* **Given instruction**: Copy out every line of the material, starting at the line containing "Target: person sitting on ground" and ending at the line containing "xmin=657 ymin=156 xmax=689 ymax=274", and add 121 to each box coordinate. Keep all other lines unchanged.

* **Listed records**:
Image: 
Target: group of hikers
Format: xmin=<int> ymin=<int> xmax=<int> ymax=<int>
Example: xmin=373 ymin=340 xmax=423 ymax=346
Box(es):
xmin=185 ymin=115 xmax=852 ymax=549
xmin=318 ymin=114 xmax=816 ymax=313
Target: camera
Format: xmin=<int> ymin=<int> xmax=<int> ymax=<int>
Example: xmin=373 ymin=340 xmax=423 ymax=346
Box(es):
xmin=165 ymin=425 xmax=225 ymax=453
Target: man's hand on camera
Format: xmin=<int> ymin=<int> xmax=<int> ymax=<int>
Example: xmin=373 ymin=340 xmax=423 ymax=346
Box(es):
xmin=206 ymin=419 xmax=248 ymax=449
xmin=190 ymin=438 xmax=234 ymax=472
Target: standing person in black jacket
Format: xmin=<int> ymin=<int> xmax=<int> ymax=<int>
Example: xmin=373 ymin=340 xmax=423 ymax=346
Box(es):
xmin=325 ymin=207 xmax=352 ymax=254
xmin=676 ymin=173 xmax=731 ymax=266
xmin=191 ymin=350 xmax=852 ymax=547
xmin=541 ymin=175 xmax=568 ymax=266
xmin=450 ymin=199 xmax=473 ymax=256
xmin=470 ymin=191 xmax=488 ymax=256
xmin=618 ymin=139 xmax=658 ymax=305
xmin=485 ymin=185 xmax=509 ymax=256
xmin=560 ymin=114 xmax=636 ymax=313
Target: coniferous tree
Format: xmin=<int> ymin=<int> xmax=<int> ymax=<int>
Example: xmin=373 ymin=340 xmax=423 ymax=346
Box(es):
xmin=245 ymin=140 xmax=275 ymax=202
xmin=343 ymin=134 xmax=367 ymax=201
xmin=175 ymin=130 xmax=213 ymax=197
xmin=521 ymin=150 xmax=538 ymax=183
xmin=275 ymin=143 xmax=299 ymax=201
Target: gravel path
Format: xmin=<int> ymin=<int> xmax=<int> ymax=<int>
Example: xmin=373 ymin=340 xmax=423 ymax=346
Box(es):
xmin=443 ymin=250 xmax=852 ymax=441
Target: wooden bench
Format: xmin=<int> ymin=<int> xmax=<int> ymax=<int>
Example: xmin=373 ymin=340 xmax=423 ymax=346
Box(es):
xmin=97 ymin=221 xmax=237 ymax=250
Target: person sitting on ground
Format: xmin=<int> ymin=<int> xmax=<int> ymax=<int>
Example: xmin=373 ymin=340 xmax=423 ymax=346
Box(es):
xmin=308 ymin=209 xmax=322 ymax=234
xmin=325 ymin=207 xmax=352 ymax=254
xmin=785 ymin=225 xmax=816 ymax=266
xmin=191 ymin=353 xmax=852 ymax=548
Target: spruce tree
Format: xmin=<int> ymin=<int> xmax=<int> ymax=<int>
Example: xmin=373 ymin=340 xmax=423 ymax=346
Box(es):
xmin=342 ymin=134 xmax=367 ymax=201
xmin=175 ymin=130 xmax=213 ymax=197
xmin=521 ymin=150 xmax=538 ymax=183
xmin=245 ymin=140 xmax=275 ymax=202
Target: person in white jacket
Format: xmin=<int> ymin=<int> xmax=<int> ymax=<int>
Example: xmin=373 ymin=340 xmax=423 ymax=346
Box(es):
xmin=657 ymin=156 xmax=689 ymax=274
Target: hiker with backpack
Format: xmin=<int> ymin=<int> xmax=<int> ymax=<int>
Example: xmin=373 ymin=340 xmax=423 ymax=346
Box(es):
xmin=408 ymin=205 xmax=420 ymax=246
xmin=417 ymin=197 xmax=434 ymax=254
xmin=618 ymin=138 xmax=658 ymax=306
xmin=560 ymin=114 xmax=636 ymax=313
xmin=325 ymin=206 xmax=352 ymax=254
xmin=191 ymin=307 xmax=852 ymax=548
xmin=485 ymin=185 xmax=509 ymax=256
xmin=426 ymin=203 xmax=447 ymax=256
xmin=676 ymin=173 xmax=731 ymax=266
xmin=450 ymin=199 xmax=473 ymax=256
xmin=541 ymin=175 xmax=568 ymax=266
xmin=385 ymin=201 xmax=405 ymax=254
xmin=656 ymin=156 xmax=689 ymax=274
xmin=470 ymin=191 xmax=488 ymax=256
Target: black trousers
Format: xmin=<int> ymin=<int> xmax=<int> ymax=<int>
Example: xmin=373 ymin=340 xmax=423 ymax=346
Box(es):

* **The completed task**:
Target: person sitting on ground
Format: xmin=<int> ymin=<int> xmax=<int> ymax=<int>
Example: xmin=373 ymin=340 xmax=423 ymax=346
Box(es):
xmin=429 ymin=330 xmax=443 ymax=355
xmin=446 ymin=328 xmax=473 ymax=375
xmin=906 ymin=346 xmax=937 ymax=387
xmin=312 ymin=474 xmax=973 ymax=669
Target: spruce tree
Format: xmin=<int> ymin=<int> xmax=<int> ymax=<int>
Example: xmin=373 ymin=340 xmax=423 ymax=346
Box(es):
xmin=463 ymin=255 xmax=488 ymax=322
xmin=296 ymin=251 xmax=334 ymax=318
xmin=642 ymin=271 xmax=659 ymax=304
xmin=366 ymin=261 xmax=396 ymax=323
Target: person in white jacket
Format: xmin=<int> ymin=<int> xmax=<int> ymax=<int>
Example: xmin=373 ymin=340 xmax=423 ymax=346
Box(es):
xmin=778 ymin=277 xmax=810 ymax=395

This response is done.